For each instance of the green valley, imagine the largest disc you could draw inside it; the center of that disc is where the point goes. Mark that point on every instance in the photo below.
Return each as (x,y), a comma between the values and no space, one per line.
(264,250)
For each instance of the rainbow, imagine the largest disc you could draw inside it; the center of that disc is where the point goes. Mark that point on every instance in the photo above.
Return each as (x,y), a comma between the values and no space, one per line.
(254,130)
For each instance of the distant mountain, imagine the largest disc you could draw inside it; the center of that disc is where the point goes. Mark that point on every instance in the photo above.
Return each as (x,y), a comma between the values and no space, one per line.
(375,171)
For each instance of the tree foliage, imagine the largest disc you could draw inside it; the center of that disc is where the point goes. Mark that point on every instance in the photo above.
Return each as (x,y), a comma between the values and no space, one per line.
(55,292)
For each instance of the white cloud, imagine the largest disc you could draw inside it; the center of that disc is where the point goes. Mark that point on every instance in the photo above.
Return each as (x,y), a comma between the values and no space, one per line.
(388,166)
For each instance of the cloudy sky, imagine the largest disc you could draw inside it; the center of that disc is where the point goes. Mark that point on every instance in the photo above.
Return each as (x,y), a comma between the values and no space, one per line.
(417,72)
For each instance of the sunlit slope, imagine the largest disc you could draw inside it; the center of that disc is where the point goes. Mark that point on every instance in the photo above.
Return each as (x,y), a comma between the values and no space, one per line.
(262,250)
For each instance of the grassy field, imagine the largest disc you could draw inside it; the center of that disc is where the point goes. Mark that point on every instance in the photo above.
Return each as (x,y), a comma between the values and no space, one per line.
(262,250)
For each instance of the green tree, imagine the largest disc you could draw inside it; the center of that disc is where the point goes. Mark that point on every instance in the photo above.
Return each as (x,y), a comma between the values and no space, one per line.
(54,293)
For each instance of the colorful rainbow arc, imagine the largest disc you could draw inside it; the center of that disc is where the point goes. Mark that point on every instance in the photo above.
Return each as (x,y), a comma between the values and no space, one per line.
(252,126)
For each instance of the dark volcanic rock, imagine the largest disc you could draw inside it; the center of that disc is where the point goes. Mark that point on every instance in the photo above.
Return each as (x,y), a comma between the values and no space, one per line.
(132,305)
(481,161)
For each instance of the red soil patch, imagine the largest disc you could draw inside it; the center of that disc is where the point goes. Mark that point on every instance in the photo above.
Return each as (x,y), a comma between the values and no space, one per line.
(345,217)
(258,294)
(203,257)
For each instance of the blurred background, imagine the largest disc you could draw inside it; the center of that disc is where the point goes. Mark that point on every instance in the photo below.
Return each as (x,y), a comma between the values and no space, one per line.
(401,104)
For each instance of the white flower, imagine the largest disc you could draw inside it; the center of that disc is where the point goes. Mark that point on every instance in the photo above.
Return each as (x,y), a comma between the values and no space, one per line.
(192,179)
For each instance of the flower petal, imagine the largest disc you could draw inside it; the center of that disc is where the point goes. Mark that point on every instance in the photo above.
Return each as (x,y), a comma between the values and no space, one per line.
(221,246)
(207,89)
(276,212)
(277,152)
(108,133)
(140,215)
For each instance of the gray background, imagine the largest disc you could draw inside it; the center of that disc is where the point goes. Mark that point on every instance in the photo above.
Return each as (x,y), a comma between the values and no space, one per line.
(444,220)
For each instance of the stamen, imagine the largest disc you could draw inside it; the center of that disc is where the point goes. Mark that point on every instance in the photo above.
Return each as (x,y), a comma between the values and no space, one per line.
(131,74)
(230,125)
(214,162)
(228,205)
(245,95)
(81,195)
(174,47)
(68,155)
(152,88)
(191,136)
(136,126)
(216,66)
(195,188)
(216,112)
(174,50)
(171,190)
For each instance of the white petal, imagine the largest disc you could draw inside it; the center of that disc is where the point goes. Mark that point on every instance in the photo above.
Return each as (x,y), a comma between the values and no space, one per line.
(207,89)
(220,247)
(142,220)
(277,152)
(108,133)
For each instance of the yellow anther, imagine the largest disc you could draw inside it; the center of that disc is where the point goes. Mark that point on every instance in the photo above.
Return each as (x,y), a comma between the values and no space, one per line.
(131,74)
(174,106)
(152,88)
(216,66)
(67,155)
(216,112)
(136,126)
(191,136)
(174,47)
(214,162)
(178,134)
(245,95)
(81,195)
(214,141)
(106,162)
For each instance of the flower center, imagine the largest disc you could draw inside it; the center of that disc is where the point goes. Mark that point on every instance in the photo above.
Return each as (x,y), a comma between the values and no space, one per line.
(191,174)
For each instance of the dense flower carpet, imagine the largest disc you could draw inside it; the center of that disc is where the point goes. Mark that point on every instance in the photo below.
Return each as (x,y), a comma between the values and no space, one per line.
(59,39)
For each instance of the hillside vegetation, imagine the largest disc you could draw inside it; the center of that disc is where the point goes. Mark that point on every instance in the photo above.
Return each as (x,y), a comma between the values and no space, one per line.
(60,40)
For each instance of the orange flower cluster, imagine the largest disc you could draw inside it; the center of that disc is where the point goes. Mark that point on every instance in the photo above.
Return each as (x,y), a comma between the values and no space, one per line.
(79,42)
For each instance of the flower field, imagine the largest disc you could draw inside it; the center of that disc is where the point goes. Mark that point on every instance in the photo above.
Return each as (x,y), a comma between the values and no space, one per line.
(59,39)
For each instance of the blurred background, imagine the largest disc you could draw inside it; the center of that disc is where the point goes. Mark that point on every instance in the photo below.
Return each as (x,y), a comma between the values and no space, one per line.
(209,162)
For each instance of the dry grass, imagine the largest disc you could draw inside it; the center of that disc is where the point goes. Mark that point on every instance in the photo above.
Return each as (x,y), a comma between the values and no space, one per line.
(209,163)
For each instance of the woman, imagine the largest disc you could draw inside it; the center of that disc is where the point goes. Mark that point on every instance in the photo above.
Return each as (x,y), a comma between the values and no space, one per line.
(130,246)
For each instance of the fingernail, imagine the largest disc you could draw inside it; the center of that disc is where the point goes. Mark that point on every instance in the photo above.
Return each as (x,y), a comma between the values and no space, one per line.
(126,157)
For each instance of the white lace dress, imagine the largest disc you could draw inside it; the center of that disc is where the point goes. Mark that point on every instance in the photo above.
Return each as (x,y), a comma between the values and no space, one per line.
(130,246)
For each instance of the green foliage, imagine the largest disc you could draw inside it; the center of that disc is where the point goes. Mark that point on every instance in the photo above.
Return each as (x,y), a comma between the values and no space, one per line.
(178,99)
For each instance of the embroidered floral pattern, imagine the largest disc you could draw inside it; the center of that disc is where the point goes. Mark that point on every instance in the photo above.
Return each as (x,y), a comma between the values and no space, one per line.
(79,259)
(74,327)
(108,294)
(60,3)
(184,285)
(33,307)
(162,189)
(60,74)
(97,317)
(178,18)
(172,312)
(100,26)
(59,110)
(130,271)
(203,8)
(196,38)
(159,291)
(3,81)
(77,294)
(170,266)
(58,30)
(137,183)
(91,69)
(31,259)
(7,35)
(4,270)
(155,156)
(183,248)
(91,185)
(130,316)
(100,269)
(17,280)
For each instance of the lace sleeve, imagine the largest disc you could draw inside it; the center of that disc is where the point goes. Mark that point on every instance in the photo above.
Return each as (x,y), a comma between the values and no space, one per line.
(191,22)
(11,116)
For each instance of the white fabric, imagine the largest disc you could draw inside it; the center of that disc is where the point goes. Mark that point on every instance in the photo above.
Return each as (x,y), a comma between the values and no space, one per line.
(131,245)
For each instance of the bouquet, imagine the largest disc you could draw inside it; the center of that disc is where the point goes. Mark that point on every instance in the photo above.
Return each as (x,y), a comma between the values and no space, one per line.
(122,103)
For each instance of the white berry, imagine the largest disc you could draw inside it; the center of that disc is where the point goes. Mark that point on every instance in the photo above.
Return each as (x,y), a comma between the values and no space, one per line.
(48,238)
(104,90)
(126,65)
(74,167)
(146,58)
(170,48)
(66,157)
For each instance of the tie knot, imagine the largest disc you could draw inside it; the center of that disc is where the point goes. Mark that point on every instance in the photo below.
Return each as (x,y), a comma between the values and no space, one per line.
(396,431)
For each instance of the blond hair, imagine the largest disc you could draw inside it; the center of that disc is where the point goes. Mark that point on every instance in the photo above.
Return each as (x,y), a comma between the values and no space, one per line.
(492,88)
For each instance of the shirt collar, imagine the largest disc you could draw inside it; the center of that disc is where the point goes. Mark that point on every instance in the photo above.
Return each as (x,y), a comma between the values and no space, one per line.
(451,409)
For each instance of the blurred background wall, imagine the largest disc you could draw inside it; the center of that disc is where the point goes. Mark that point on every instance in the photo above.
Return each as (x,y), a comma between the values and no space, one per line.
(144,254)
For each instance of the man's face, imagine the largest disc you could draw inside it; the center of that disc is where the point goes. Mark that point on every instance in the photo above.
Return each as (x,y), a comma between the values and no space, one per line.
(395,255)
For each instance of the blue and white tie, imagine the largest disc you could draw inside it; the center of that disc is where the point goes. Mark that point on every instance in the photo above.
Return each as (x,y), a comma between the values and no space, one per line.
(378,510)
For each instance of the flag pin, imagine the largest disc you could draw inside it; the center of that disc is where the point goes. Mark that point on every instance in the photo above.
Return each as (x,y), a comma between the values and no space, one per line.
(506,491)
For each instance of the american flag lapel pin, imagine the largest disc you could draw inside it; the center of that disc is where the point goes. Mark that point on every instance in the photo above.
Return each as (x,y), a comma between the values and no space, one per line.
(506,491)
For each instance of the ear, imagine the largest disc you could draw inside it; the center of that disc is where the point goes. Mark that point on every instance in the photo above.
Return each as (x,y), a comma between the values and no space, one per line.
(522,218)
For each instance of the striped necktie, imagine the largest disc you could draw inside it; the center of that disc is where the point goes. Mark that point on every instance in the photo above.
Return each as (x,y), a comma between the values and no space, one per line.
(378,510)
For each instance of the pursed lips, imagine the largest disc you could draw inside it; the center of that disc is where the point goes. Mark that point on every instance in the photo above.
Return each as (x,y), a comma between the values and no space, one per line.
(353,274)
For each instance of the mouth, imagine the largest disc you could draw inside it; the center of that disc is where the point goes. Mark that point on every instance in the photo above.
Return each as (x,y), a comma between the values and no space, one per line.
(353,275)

**Given task:**
Return the line that contains "For each instance of the blue" along with every line after it through the end of the entries, exactly, adding nothing.

**Task answer:**
For each instance of the blue and white tie, imagine the largest disc you could draw inside it; the center of that disc is where the point goes. Mark that point on every instance in the photo above.
Return each as (x,y), a comma between the values and no space, one per line.
(378,510)
For each instance of the flag pin, imagine the largest disc you could draw inside it; the center of that disc is where the point goes. Mark that point on every instance in the photo above.
Return each as (x,y), a comma between the values and no space, one per line.
(506,491)
For each instance of the american flag lapel pin, imagine the largest disc you could draw inside it; the center of that disc is where the point goes. Mark that point on every instance in the photo above.
Return each as (x,y), a comma between the values and no space, one per line.
(506,491)
For each instance of the ear, imagine the largest disc you could draw inside it; the center of that disc is where the point goes. Mark that point on every instance in the photo above.
Return each as (x,y), a comma between the values and no space, one per line.
(522,218)
For each instance of the striped necktie, imagine the largest disc you could draw inside it; the center of that disc is where the point goes. Mark that point on every instance in the photo above.
Return each as (x,y), a comma between the values and no space, one per line.
(378,510)
For each instance of the pursed lips, imagine the largest disc you could draw inside it; the center of that disc is where the point goes. Mark that point on every instance in the photo above.
Return each as (x,y), a comma between the values and no space, one per line.
(353,274)
For each instance of the mouth, imagine the largest disc you could draw inside it; the center of that disc is where the point goes. Mark that point on every instance in the photo above.
Return each as (x,y), a comma between the values and no space, one per line.
(353,275)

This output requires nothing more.